▸ Vorliegender Text:
::::
Raphael, 28, von mobilewundversorgung.de bietet alle zwei Wochen (jeden 1. und 3. Montag des Monats, 14-16 Uhr) eine Sprechstunde im CaFée mit Herz an.
Am Montag ist wieder Wundversorgungssprechstunde. Was erwartet Dich?
Die Leute kommen in der Regel rund um das Mittagessen. Deshalb haben wir die Sprechzeiten auch so gelegt. Wir verteilen Flyer in vier Sprachen, die die Wundversorgung ankündigen. Und mittlerweile spricht sich unter den Gästen dann auch schnell herum, dass ich da bin. Es geht oft erstmal darum, Vertrauen aufzubauen. Nicht jeder Mensch von der Straße lässt seine Wunden sofort einfach so begutachten. Andere wiederum, die mich schon ein wenig kennen, zeigen sogar stolz ihre Verletzung her – etwa, weil sie schon so gut verheilt ist.
Mit welchen Beschwerden kommen die Menschen?
Meistens geht es um „Schleppe“, wie wir das nennen: eine bakterielle Infektion von Wunden, die schon länger unbehandelt frei liegen, oft auch eitern. Was es auch viel gibt: dass Wunden, die z. B. am Anfang einmal im Krankenhaus oder einer Praxis versorgt wurden, dann einfach nicht weiterbehandelt wurden. Ich sehe und behandle zudem immer wieder traumatische Wunden – wenn es mal Kloppe gab. Und Krätze, diese Fälle vermitteln wir dann allerdings oft an die Bahnhofsmission weiter, weil die sich auf diese Behandlung spezialisiert haben.
Warum Wundversorgung im CaFée mit Herz und nicht etwa in einer Praxis oder im Krankenhaus?
Der Bedarf ist schon deshalb da, weil viele Klienten und Klientinnen sich nach meinem Eindruck im CaFée mit Herz viel lieber behandeln lassen als im Krankenhaus. Dort fühlen sie sich als Obdachlose vielleicht manchmal ein wenig abgestempelt. Zudem werden sie im Regelsystem mangels Krankenversicherung oft auch gar nicht oder zumindest nicht langfristig behandelt.
Wie ist es zu dem Projekt gekommen?
::::
▸ Arbeitsaufträge:
a - Gib aus dem Interview zur Wundversorgung alles von „Der Bedarf ist“ bis hinunter zu „nicht langfristig behandelt.“ wieder. Benenne dabei „Obdachlose“ in „Wohnungslose“ um.
b - An welche Stelle werden Fälle von Krätze laut dem Interview zur Wundversorgung oft weitervermittelt?
c - Bitte setze das Interview zur Wundversorgung im CaFée mit Herz nach seiner letzten Zeile fort.
::::
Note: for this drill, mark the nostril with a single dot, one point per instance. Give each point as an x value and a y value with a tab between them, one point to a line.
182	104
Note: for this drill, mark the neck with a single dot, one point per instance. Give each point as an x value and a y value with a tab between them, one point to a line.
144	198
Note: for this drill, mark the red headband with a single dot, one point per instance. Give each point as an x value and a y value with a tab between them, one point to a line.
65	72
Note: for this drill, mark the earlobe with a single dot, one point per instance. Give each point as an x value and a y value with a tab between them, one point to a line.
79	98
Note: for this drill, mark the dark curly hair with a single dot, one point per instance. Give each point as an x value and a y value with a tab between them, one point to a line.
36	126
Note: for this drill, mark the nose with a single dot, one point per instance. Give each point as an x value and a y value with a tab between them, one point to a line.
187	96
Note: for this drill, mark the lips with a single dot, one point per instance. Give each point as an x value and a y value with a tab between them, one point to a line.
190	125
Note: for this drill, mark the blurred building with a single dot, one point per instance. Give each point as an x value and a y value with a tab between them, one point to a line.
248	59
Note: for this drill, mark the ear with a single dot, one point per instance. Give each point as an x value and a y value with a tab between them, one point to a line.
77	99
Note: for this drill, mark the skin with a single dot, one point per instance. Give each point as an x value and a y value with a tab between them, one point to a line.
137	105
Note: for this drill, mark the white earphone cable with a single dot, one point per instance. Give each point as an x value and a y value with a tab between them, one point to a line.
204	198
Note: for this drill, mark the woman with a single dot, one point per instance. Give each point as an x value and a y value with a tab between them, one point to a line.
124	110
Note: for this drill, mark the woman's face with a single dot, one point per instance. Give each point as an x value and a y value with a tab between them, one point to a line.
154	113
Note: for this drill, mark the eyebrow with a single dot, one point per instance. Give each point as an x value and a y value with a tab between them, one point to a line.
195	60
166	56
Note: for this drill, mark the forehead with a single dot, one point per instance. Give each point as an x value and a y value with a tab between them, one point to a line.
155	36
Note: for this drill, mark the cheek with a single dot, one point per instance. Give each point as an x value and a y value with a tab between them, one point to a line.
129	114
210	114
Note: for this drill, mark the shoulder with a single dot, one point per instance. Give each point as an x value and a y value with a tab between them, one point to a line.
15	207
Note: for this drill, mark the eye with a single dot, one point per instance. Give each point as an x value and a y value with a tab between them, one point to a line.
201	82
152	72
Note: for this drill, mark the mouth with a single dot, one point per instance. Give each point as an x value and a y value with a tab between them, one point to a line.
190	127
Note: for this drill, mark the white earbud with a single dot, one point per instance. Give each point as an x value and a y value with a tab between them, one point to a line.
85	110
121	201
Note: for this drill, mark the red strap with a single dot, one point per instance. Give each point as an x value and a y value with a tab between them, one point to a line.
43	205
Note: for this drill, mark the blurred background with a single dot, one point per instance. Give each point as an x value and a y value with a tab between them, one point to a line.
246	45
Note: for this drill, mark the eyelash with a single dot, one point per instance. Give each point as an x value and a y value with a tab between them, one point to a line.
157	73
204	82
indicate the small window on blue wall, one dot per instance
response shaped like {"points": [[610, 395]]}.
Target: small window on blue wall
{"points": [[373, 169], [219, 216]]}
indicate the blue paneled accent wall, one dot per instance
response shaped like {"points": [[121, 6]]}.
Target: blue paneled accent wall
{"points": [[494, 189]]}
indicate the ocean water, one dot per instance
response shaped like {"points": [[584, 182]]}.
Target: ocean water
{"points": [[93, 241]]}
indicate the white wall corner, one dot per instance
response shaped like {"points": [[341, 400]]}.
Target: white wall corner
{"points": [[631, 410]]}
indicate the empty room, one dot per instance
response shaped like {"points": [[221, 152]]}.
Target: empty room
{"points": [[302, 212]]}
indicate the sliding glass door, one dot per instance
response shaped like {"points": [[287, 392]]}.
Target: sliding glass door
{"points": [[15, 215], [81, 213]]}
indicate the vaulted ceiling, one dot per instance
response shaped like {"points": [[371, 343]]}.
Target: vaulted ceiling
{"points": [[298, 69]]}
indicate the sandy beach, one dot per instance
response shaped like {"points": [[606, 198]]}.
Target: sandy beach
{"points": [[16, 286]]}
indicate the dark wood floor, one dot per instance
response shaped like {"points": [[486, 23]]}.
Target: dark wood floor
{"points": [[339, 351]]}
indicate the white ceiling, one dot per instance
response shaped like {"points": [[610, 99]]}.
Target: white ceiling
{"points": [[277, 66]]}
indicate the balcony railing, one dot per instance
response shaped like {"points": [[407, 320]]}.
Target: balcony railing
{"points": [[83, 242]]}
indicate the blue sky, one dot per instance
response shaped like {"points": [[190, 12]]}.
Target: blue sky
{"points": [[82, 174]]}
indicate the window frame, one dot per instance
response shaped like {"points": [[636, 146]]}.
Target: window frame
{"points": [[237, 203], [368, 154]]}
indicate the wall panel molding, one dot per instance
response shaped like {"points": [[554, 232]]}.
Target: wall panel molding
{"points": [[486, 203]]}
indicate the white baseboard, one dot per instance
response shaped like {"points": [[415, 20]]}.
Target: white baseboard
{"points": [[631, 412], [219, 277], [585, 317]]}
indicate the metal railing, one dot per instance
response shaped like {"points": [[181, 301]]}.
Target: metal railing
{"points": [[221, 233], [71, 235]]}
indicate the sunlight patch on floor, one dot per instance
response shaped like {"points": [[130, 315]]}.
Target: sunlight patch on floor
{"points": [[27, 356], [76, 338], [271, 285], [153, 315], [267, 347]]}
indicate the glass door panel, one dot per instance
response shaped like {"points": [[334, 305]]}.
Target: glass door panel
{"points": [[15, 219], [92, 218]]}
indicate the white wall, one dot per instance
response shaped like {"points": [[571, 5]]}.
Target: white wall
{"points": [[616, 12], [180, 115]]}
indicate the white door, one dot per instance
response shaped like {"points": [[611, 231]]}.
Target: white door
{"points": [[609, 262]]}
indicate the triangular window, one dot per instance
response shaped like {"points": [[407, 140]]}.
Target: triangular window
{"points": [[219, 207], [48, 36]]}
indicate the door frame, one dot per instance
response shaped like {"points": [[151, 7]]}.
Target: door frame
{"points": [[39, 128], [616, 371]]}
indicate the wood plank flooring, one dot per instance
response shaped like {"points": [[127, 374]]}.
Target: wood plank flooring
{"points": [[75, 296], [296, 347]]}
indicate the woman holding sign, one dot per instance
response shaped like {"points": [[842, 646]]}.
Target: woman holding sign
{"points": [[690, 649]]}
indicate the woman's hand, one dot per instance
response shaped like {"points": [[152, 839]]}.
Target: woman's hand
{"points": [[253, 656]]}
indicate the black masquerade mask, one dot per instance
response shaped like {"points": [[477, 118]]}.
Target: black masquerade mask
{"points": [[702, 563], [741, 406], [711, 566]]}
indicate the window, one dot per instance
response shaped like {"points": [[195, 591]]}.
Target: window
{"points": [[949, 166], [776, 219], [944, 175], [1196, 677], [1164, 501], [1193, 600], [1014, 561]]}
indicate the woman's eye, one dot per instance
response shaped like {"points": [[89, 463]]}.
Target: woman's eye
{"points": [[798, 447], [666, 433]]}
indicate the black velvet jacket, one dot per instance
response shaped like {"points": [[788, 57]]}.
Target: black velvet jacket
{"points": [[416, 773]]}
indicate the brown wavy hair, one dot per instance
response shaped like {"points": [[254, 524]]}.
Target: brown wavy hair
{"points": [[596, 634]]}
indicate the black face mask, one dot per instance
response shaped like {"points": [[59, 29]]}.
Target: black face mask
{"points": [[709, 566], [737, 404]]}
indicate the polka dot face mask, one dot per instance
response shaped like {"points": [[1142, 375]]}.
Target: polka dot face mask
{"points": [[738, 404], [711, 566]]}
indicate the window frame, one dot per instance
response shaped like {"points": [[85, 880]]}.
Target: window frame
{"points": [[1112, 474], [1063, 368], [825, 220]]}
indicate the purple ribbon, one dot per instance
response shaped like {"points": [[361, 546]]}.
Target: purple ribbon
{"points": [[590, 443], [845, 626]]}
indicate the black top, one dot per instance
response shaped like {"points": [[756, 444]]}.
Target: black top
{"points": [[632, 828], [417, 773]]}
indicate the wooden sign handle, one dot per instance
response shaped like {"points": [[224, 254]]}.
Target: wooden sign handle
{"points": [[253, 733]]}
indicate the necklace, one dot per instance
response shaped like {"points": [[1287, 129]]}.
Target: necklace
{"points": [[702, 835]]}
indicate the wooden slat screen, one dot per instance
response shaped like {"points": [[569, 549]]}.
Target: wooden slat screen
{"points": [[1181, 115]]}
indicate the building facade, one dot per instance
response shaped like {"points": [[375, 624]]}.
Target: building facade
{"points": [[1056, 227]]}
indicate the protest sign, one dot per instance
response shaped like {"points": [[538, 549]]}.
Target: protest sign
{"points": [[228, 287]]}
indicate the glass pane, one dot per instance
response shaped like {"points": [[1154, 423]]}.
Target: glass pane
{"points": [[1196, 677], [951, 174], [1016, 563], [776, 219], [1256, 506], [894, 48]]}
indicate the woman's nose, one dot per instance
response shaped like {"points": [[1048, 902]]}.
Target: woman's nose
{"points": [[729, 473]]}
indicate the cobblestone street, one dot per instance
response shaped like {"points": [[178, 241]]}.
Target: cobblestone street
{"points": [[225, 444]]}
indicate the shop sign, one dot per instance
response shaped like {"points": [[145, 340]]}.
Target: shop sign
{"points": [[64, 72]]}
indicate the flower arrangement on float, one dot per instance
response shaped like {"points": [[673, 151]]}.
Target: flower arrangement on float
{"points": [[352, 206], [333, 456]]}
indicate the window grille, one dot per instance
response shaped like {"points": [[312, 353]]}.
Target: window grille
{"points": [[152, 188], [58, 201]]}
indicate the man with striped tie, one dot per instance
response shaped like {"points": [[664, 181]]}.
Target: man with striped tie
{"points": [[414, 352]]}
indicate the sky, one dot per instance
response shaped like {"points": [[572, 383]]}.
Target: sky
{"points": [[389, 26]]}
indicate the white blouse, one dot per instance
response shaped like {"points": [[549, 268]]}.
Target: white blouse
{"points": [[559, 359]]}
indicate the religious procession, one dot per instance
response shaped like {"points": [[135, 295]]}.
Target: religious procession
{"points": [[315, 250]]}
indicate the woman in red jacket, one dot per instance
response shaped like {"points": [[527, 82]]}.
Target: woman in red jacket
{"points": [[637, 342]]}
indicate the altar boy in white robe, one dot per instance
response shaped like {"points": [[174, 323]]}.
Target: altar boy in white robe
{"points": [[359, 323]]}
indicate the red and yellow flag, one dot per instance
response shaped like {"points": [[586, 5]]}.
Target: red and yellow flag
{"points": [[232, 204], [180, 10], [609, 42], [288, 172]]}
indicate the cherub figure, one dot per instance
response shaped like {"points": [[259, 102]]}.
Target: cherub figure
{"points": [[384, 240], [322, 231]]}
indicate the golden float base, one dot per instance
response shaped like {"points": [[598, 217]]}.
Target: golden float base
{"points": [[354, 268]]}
::::
▸ Lösungen:
a -
Der Bedarf ist schon deshalb da, weil viele Klienten und Klientinnen sich nach meinem Eindruck im CaFée mit Herz viel lieber behandeln lassen als im Krankenhaus. Dort fühlen sie sich als Wohnungslose vielleicht manchmal ein wenig abgestempelt. Zudem werden sie im Regelsystem mangels Krankenversicherung oft auch gar nicht oder zumindest nicht langfristig behandelt.

b - An die Bahnhofsmission, weil sie sich auf diese Behandlung spezialisiert hat.

c -
Wir sind vorletztes Jahr von dem Verantwortlichen von strassenhilfe-hamburg.de, der Hamburger Übersichtsseite zu Angeboten und Terminen für obdachlose Menschen, angesprochen worden: ob wir uns vorstellen könnten, so eine Lücke im System zu schließen. Dann haben wir uns als mobilewundversorgung.de einfach im CaFée mit Herz vorgestellt.
Weshalb machst Du diese ehrenamtliche Arbeit?
Ich will einfach meinen Teil beitragen, Menschen Hoffnung geben, für die und zu denen dieses System einfach nicht gut ist. Dass ich meine fachliche Kompetenz – Wunden professionell zu versorgen – hier einbringen kann, erfüllt mich. Ich mache die Arbeit daher auch für mich selbst. Die Gespräche mit den Leuten im CaFée mit Herz bringen mich runter: Was führen wir anderen für ein Luxusleben im Gegensatz zu diesen Menschen! Und krass, was die so alles erlebt haben! Diese Menschen tun mir gut, und ich kann gleichzeitig für sie etwas Gutes tun. Das ist perfekt.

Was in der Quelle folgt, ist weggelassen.